Source text =>
□ □ □

This lesson will help you understand the basics of navigating those sensitive topics and resolving conflict if it arises.
The Conflict Iceberg: Understanding the Root of Conflict
It can be helpful to view conflict as an iceberg. Typically, if someone expresses they are upset or acts out, there are different levels of fear, frustration, and anger that have lead to that behavior. For example, a woman may express that she is angry or upset at the way someone in the group has expressed their opinions on gender equality and the role of women. The surface reaction is that she is angry and perhaps raises her voice. However, under the surface, she may be feeling hurt, misunderstood, embarrassed, or may be experiencing a traumatic memory. The visual above can help you understand that actions are often motivated by unseen emotions.
Understanding this concept will help you have greater empathy for your participants. As you learn about those ‘under the surface’ circumstances and emotions for each participant, you can be sensitive in avoiding certain topics or finding ways to help them feel safe during discussions and activities. Remember, you never know what an indiviual has experienced. Patience, kindness, and understanding are key in handling sensitive topics and conflicts.
Handling High Emotions
If emotions rise and participants in the group begin to fight or get upset with each other or you, it is important to know how to move forward and know how to adjust the situation. Here are a few tips that may help you handle potential stressful situations:
1. Ask questions
It can be difficult for a person who is passionate about their stance or opinion to properly express themselves. However, helping them and the group understand those ‘under the surface’ feelings and experiences can be extremely helpful in building trust and empathy amongst participants. You can do this by asking questions that help individuals better express their feelings. Some examples are:
- What is important to you?
- Why is this important to you?
- How does this topic affect you?
- It seems like this Module (activity, topic, etc.) is very important to you, can you help us understand why?

□ □ □

Material shown =>
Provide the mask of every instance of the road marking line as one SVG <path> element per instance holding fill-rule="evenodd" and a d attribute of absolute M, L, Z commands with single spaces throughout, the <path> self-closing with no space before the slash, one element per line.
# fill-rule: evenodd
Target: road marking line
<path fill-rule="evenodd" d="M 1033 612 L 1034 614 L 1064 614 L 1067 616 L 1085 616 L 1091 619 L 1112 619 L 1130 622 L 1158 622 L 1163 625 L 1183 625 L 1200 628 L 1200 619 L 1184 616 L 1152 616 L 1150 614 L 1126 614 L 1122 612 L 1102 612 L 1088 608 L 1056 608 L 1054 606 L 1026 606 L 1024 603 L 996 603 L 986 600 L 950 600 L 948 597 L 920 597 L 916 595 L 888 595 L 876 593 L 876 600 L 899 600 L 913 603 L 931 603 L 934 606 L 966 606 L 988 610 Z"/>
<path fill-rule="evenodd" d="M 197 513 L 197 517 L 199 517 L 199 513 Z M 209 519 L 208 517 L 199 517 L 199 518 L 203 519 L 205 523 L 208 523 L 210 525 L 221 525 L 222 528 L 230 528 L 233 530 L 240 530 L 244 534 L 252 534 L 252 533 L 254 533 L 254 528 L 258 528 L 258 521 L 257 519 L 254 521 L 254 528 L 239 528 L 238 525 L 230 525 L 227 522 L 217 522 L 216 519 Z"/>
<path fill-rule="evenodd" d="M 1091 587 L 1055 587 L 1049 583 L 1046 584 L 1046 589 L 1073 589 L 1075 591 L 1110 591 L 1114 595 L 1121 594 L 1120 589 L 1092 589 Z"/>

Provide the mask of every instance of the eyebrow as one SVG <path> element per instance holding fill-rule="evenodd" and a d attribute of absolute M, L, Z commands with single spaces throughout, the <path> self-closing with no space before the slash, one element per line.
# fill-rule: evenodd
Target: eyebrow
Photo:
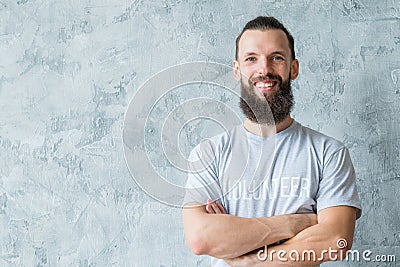
<path fill-rule="evenodd" d="M 286 54 L 285 54 L 285 52 L 284 52 L 283 50 L 276 50 L 276 51 L 274 51 L 274 52 L 271 53 L 271 55 L 276 55 L 276 54 L 286 56 Z M 256 53 L 256 52 L 246 52 L 246 53 L 243 55 L 243 57 L 253 56 L 253 55 L 258 55 L 258 53 Z"/>

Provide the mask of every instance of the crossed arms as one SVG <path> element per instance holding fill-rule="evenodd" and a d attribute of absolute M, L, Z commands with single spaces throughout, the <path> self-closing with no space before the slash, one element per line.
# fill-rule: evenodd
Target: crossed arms
<path fill-rule="evenodd" d="M 351 248 L 356 221 L 356 209 L 335 206 L 314 214 L 288 214 L 263 218 L 241 218 L 225 213 L 217 202 L 182 211 L 186 242 L 196 255 L 210 255 L 224 259 L 231 266 L 317 265 L 331 260 L 323 253 L 337 249 L 337 259 Z M 300 254 L 313 250 L 318 259 L 307 261 L 260 261 L 256 253 L 249 253 L 265 245 L 288 239 L 269 247 L 276 251 Z M 337 241 L 345 239 L 347 246 L 339 249 Z M 246 254 L 247 253 L 247 254 Z M 320 257 L 320 255 L 322 257 Z"/>

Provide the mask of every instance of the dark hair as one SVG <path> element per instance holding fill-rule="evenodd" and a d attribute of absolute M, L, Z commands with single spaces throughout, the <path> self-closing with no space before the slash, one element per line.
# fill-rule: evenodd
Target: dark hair
<path fill-rule="evenodd" d="M 282 23 L 280 23 L 279 20 L 277 20 L 274 17 L 257 17 L 253 20 L 250 20 L 249 22 L 246 23 L 244 26 L 242 32 L 239 34 L 239 36 L 236 38 L 236 53 L 235 53 L 235 59 L 238 59 L 238 53 L 239 53 L 239 41 L 240 38 L 242 37 L 243 33 L 246 30 L 260 30 L 260 31 L 266 31 L 266 30 L 282 30 L 285 32 L 288 41 L 289 41 L 289 48 L 292 53 L 292 59 L 296 58 L 296 54 L 294 52 L 294 39 L 293 36 L 290 34 L 290 32 L 283 26 Z"/>

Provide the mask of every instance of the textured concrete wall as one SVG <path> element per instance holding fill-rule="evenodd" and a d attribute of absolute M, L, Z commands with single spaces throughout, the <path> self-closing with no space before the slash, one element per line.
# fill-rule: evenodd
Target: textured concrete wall
<path fill-rule="evenodd" d="M 166 67 L 230 64 L 261 14 L 297 42 L 295 118 L 350 149 L 355 248 L 399 262 L 398 0 L 0 0 L 0 266 L 207 266 L 131 178 L 124 114 Z"/>

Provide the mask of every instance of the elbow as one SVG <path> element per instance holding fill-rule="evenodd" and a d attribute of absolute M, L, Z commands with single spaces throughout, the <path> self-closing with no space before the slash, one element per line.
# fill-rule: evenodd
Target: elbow
<path fill-rule="evenodd" d="M 204 242 L 201 238 L 186 238 L 186 244 L 193 252 L 193 254 L 200 256 L 207 254 L 207 243 Z"/>
<path fill-rule="evenodd" d="M 337 236 L 334 240 L 332 240 L 332 247 L 337 250 L 336 260 L 342 261 L 346 259 L 347 251 L 351 250 L 353 246 L 353 238 L 347 236 Z"/>

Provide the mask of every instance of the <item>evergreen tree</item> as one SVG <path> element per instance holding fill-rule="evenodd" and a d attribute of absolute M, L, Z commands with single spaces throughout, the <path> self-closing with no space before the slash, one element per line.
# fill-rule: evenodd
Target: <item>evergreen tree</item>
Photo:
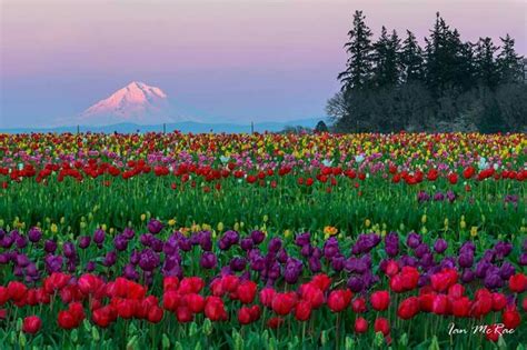
<path fill-rule="evenodd" d="M 426 38 L 426 82 L 436 94 L 448 88 L 466 88 L 471 83 L 467 76 L 467 47 L 459 32 L 451 30 L 445 20 L 436 17 L 430 38 Z"/>
<path fill-rule="evenodd" d="M 324 120 L 320 120 L 317 126 L 315 127 L 316 132 L 328 132 L 328 126 L 324 122 Z"/>
<path fill-rule="evenodd" d="M 498 69 L 494 54 L 498 50 L 493 39 L 479 38 L 475 50 L 476 80 L 479 84 L 494 88 L 498 84 Z"/>
<path fill-rule="evenodd" d="M 386 27 L 382 27 L 379 40 L 374 43 L 372 82 L 377 88 L 394 87 L 399 83 L 400 78 L 400 39 L 394 30 L 388 36 Z"/>
<path fill-rule="evenodd" d="M 344 46 L 349 57 L 346 70 L 338 74 L 342 91 L 365 87 L 371 76 L 371 30 L 365 19 L 362 11 L 355 12 L 349 41 Z"/>
<path fill-rule="evenodd" d="M 514 39 L 507 34 L 501 40 L 501 52 L 498 54 L 497 68 L 500 82 L 518 82 L 524 80 L 523 57 L 518 56 L 514 49 Z"/>
<path fill-rule="evenodd" d="M 424 59 L 422 49 L 416 40 L 414 33 L 406 31 L 407 38 L 402 42 L 401 50 L 401 66 L 402 66 L 402 81 L 420 81 L 424 78 Z"/>

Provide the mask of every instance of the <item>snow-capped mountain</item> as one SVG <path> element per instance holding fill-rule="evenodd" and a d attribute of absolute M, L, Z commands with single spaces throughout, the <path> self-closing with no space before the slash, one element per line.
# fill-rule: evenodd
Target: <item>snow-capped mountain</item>
<path fill-rule="evenodd" d="M 132 81 L 84 110 L 77 119 L 81 124 L 105 126 L 121 122 L 170 123 L 193 118 L 186 117 L 171 106 L 161 89 Z"/>

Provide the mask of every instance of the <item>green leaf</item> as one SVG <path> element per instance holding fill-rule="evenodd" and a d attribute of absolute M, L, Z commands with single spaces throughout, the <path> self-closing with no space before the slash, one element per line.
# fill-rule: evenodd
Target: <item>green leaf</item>
<path fill-rule="evenodd" d="M 205 319 L 203 321 L 203 333 L 206 336 L 210 336 L 212 333 L 212 322 L 209 319 Z"/>
<path fill-rule="evenodd" d="M 95 341 L 99 341 L 101 339 L 99 331 L 97 330 L 97 327 L 91 328 L 91 337 L 93 338 Z"/>
<path fill-rule="evenodd" d="M 197 333 L 198 333 L 198 326 L 196 324 L 196 322 L 190 323 L 189 337 L 193 337 Z"/>
<path fill-rule="evenodd" d="M 28 343 L 28 340 L 26 339 L 26 334 L 23 332 L 20 332 L 18 343 L 20 344 L 20 347 L 26 348 L 26 344 Z"/>
<path fill-rule="evenodd" d="M 168 339 L 167 333 L 162 333 L 162 348 L 168 349 L 170 348 L 170 339 Z"/>
<path fill-rule="evenodd" d="M 428 347 L 428 350 L 439 350 L 439 342 L 437 341 L 436 336 L 431 338 L 431 342 L 430 342 L 430 346 Z"/>
<path fill-rule="evenodd" d="M 73 329 L 71 331 L 70 339 L 72 342 L 77 342 L 77 340 L 79 340 L 79 331 L 77 329 Z"/>

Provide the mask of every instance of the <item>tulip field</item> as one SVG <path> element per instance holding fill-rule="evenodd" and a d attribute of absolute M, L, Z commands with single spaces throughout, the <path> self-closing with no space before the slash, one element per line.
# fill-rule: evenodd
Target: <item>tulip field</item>
<path fill-rule="evenodd" d="M 524 133 L 0 133 L 0 349 L 525 349 Z"/>

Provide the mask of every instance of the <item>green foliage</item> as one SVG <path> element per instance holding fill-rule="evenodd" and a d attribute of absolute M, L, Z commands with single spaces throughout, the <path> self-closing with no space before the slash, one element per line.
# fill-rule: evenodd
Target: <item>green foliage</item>
<path fill-rule="evenodd" d="M 337 131 L 526 130 L 523 58 L 510 36 L 500 38 L 498 53 L 490 38 L 463 42 L 437 13 L 425 49 L 410 31 L 401 43 L 385 27 L 371 42 L 360 11 L 348 36 L 341 91 L 326 108 Z"/>

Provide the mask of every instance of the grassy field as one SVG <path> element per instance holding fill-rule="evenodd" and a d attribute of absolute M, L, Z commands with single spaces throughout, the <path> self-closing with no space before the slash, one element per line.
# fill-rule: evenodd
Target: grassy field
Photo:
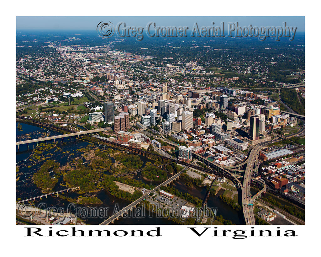
<path fill-rule="evenodd" d="M 81 110 L 83 110 L 87 109 L 87 107 L 83 105 L 79 105 L 77 107 L 77 110 L 78 111 L 81 111 Z"/>
<path fill-rule="evenodd" d="M 301 145 L 305 145 L 305 138 L 301 137 L 299 140 L 299 144 L 300 144 Z"/>
<path fill-rule="evenodd" d="M 223 196 L 226 196 L 227 197 L 231 198 L 232 192 L 230 190 L 225 190 L 223 194 Z"/>
<path fill-rule="evenodd" d="M 71 103 L 72 104 L 80 104 L 81 103 L 83 103 L 85 102 L 90 102 L 88 100 L 88 98 L 87 98 L 86 96 L 82 97 L 81 98 L 79 98 L 79 99 L 74 98 L 74 101 L 72 102 Z"/>

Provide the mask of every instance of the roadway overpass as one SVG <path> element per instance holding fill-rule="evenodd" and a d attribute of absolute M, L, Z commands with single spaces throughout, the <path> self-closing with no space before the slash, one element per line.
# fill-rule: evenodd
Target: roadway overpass
<path fill-rule="evenodd" d="M 298 88 L 299 87 L 305 87 L 305 84 L 291 84 L 288 85 L 287 86 L 284 87 L 287 87 L 288 88 Z"/>
<path fill-rule="evenodd" d="M 289 111 L 281 111 L 281 112 L 282 113 L 285 113 L 286 114 L 289 114 L 290 116 L 293 116 L 296 118 L 298 118 L 299 119 L 305 119 L 305 116 L 304 115 L 301 115 L 300 114 L 298 114 L 298 113 L 295 113 L 294 112 L 290 112 Z"/>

□ □ □

Tasks to perform =>
[a] Answer these questions using the lesson on handling conflict:
(i) In the iceberg example, what does the woman perhaps do as her surface reaction?
(ii) Which three qualities does the lesson on handling conflict call key in handling sensitive topics and conflicts?
(iii) What is the first tip given for handling high emotions?
[b] Carry the lesson on handling conflict forward, beginning right after its final line.

Expected answers =>
[a]
(i) She perhaps raises her voice.
(ii) Patience, kindness, and understanding.
(iii) Ask questions.

[b]
2. Reframe hurtful or strongly worded statements
When an individual feels threatened, unsafe, or upset, they may make accusatory statements out of fear or anger. You can learn how to reframe such statements and help de-escalate negative situations. Help participants avoid accusations and strong and divisive language. This can also be used as an opportunity to redirect the conversation toward more unifying topics. Here are some examples of reframing statements:
Original Statement
Reframed Statement
Marta says to a male participant during a discussion, “You must not understand anything about women. You have no idea what we have been through!”
“Marta, it sounds like you are very passionate about women’s rights and gender equality, and you have unique experiences which contribute to that. Would you mind sharing with the group so we can better understand your perspective?”
Henry say to another participant, “Homosexuality is a sin. The bible says so!”
“Henry, it is ok that we have different religious beliefs and you can disagree with others. However, we probably have more in common than we realize. This module is about recognizing and assisting minorities in a human rights context. What are some minority groups that you have observed not receiving equal treatment in human rights?”
3. Speak up
It may be necessary to politely and clearly, interrupt arguments if they arise. If you feel it is appropriate, speak up in a clear and loud voice asking individuals to remember the purpose of the Faith for Rights framework. Take control of the conversation and change the subject to a more unifying topic.
4. Take a break
If individuals are unable to calm down or handle their emotions, it may be necessary to pause for a break. You can ask participants to take a short break outside, get some water, or take some time taking deep breaths in separate rooms if they are available. Before bring them back together, be sure to clearly state your boundaries and expectations for civil and respectful behavior going forward.
Here are a few short simulations to think through. How would you handle each one? What tactic would you use to handle the situation? Record your responses and ideas you may have in your journal.
- Olaf has strong opinions about the LGBTQ+ community. He raises his voice as he states his confusion at different sexualities and orientations. How do you respond?
- Fatima and Malika begin to argue about children and human rights. They begin arguing differest parenting styles and Malika raises her voice. You try to intervene and redirect the conversation, but Fatima yells saying, "Stay out of it!" How do you respond?
- Justin and Rebecca are discussing gender equality. Rebecca says to Justin, "You aren't a woman, you can never understand how we feel." How do you respond?